What you should do: When the string "strut" is part of a line in the data below, report the whole line.

Material to process:
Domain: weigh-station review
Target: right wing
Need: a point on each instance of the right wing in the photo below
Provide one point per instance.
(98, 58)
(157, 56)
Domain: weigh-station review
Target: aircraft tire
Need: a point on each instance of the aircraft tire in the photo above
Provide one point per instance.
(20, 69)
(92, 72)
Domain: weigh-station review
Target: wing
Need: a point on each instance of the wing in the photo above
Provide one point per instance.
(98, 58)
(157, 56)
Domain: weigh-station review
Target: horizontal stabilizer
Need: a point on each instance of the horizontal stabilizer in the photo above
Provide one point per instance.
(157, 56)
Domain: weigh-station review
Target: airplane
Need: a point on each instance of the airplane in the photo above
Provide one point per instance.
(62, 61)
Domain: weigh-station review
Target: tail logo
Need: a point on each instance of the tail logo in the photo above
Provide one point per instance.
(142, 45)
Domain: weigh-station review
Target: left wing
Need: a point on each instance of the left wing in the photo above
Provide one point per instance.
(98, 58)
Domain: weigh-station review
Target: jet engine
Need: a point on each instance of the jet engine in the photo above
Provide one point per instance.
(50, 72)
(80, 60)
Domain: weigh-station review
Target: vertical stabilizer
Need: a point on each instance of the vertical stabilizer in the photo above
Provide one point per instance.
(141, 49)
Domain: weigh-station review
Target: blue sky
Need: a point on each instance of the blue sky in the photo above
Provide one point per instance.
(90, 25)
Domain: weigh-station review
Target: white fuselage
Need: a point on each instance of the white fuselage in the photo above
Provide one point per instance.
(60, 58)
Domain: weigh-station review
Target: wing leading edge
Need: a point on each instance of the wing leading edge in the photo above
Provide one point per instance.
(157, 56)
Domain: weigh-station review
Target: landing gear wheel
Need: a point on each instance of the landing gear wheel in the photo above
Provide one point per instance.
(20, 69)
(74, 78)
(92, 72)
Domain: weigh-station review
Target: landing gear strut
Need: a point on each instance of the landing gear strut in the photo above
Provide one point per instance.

Answer to this task:
Target: landing gear strut
Need: a point on each instance of the landing gear strut in the photo above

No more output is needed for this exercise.